Copy out the listing word for word, from its beginning through the line containing "M100 265L103 262L102", including that line.

— Data for this task —
◇ ◇ ◇ ◇
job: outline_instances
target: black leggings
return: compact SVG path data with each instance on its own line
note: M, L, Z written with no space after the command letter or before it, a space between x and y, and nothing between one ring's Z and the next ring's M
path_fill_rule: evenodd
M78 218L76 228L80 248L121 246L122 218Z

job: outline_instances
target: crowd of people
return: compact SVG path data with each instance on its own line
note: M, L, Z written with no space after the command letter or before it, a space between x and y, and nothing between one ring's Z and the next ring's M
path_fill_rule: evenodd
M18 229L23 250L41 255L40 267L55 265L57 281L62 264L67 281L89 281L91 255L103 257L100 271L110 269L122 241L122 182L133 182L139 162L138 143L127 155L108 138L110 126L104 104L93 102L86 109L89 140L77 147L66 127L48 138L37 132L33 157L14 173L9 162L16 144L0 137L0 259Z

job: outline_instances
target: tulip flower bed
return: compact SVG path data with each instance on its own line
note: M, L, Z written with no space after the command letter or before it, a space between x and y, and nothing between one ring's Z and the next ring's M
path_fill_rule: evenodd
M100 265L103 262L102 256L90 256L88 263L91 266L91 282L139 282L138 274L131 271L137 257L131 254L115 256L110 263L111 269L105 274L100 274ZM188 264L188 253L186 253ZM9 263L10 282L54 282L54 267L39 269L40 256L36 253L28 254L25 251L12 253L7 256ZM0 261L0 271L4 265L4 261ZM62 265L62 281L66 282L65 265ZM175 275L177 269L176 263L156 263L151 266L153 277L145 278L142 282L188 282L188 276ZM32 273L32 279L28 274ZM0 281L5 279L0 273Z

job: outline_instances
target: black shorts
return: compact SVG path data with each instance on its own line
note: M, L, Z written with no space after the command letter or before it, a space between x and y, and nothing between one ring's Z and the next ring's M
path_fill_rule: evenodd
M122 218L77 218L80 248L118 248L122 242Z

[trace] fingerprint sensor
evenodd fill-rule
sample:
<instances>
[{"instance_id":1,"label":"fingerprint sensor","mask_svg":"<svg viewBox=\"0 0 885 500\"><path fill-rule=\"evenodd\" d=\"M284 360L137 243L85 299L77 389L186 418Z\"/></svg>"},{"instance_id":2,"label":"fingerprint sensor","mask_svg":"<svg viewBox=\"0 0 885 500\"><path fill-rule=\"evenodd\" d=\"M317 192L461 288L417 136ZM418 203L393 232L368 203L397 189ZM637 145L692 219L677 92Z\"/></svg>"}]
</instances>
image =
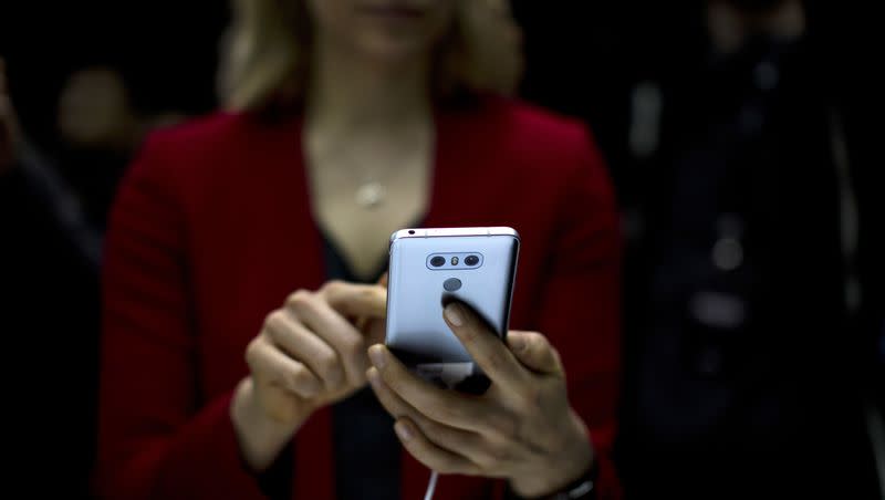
◇ ◇ ◇ ◇
— Solution to this exercise —
job: outline_instances
target: black leggings
return: compact SVG path data with each instance on its own line
note: M, L, Z written with no space after the command letter or before it, a space between x and y, and nothing between one ring's Z and the next ring's M
path_fill_rule: evenodd
M78 218L76 228L80 248L121 246L122 218Z

job: outline_instances
target: crowd of people
return: compact SVG path data with each instance on its own line
note: M, L, Z written with no space after the command letter or before it, a space between x and y, and nothing between one ring's Z and the next ring's M
path_fill_rule: evenodd
M18 229L23 250L41 255L40 267L55 265L57 281L62 264L67 281L89 281L91 255L103 257L100 271L110 269L122 241L122 182L133 182L139 162L138 143L127 155L108 138L110 126L104 104L93 102L86 109L89 140L77 147L66 127L48 138L37 132L33 157L14 173L9 162L16 144L0 137L0 259Z

job: outline_instances
target: tulip flower bed
return: compact SVG path data with each instance on its own line
note: M, L, Z written with no space after the command letter or before it, a space between x and y, and nothing between one ring's Z and the next ring's M
path_fill_rule: evenodd
M100 265L103 262L102 256L90 256L88 263L91 266L91 282L139 282L138 274L131 271L137 257L131 254L115 256L110 263L111 269L105 274L100 274ZM188 264L188 253L186 253ZM9 263L10 282L54 282L54 267L39 269L40 256L36 253L28 254L25 251L12 253L7 256ZM0 261L0 271L4 265L4 261ZM62 265L62 281L66 282L65 265ZM175 275L177 269L176 263L156 263L151 266L153 277L145 278L142 282L188 282L188 276ZM32 273L32 279L28 274ZM0 281L5 279L0 273Z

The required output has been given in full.